In der Kardiologie ist es seit einiger Zeit möglich, Herzklappen auf dem Weg durch die große Körperschlagader einzusetzen — Öffnung des Brustkorbs ist nicht mehr vonnöten. Auch bei den oft zur Lebensrettung bei akuten (oder vor drohenden) Herzinfarkten eingesetzten Stents — Gefäßstützen aus Edelstahl — hat es eine kleine Revolution gegeben, die das Potenzial zu einer großen hat. Neuerdings können Kardiologen diese Geflechte, die ein verengtes Herzkranzgefäß (Stenose) offenhalten, aus einem Stoff einbauen, der sich im Körper selbst auflöst, wenn er seine Funktion lange genug ausgeübt hat. Ausdruck des Zeitenwechsels ist, dass dieser neue Stent im Branchenjargon gar nicht mehr so heißt, sondern nur noch: Gerüst (scaffold).

▶ _ERFASSTE DATEN_:
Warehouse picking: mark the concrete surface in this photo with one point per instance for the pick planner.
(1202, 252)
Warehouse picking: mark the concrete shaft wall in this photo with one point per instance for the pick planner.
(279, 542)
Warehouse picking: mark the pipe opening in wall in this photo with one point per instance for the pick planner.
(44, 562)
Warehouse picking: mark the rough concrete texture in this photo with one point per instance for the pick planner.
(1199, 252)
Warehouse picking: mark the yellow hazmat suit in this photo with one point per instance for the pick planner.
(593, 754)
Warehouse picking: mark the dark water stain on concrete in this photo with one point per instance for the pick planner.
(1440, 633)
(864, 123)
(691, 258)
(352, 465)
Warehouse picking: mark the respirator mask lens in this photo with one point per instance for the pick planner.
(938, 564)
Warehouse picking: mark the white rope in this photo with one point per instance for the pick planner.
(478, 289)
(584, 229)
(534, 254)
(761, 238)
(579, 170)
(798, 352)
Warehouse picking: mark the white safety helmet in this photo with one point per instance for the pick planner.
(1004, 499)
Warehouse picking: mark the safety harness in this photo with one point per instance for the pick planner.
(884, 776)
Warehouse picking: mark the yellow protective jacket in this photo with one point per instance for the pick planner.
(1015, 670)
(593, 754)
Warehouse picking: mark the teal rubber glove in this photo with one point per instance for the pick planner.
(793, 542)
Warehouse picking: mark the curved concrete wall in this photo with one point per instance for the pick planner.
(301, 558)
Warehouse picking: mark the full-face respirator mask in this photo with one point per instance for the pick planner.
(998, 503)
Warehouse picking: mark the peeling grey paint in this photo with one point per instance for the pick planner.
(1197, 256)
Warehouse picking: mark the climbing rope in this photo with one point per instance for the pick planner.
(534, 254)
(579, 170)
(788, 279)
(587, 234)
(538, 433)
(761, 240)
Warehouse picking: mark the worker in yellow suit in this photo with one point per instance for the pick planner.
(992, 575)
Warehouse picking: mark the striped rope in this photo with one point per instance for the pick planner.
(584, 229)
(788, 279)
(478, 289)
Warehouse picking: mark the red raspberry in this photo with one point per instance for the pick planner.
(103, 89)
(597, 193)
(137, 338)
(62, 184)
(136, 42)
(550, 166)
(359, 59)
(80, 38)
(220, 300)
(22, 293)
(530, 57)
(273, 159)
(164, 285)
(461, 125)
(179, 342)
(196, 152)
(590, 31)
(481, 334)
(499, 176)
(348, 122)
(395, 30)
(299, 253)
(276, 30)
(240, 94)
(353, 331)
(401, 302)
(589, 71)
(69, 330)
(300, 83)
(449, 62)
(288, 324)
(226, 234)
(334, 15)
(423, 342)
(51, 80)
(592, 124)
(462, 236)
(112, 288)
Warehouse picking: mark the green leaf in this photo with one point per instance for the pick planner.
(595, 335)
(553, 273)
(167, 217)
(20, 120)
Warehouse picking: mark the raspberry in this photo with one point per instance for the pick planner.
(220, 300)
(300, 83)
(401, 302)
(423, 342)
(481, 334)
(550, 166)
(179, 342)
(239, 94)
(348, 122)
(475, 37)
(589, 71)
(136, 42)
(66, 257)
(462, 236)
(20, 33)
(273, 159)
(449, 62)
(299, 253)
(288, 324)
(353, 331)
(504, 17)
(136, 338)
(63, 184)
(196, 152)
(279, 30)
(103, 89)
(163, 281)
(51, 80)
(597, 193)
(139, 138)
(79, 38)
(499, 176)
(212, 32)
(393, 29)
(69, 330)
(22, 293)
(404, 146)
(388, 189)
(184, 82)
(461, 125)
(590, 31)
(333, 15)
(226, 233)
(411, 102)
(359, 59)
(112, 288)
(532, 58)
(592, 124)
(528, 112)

▶ _AUFGABEN BEARBEITEN_:
1) Fasse den Text über Herzklappen und Stents in zwei Sätzen zusammen.
2) Gib aus dem Text über Herzklappen und Stents den Teil wortgetreu wieder, der mit den Worten „In der Kardiologie“ beginnt und mit „noch: Gerüst (scaffold).“ endet.

▶ _LÖSUNGEN_:
1) In der Kardiologie lassen sich Herzklappen inzwischen über die große Körperschlagader einsetzen, ohne dass der Brustkorb geöffnet werden muss. Zudem können Kardiologen Stents, die ein verengtes Herzkranzgefäß offenhalten, neuerdings aus einem Stoff einbauen, der sich im Körper selbst auflöst, und im Branchenjargon heißt dieser neue Stent nur noch Gerüst.

2)
In der Kardiologie ist es seit einiger Zeit möglich, Herzklappen auf dem Weg durch die große Körperschlagader einzusetzen — Öffnung des Brustkorbs ist nicht mehr vonnöten. Auch bei den oft zur Lebensrettung bei akuten (oder vor drohenden) Herzinfarkten eingesetzten Stents — Gefäßstützen aus Edelstahl — hat es eine kleine Revolution gegeben, die das Potenzial zu einer großen hat. Neuerdings können Kardiologen diese Geflechte, die ein verengtes Herzkranzgefäß (Stenose) offenhalten, aus einem Stoff einbauen, der sich im Körper selbst auflöst, wenn er seine Funktion lange genug ausgeübt hat. Ausdruck des Zeitenwechsels ist, dass dieser neue Stent im Branchenjargon gar nicht mehr so heißt, sondern nur noch: Gerüst (scaffold).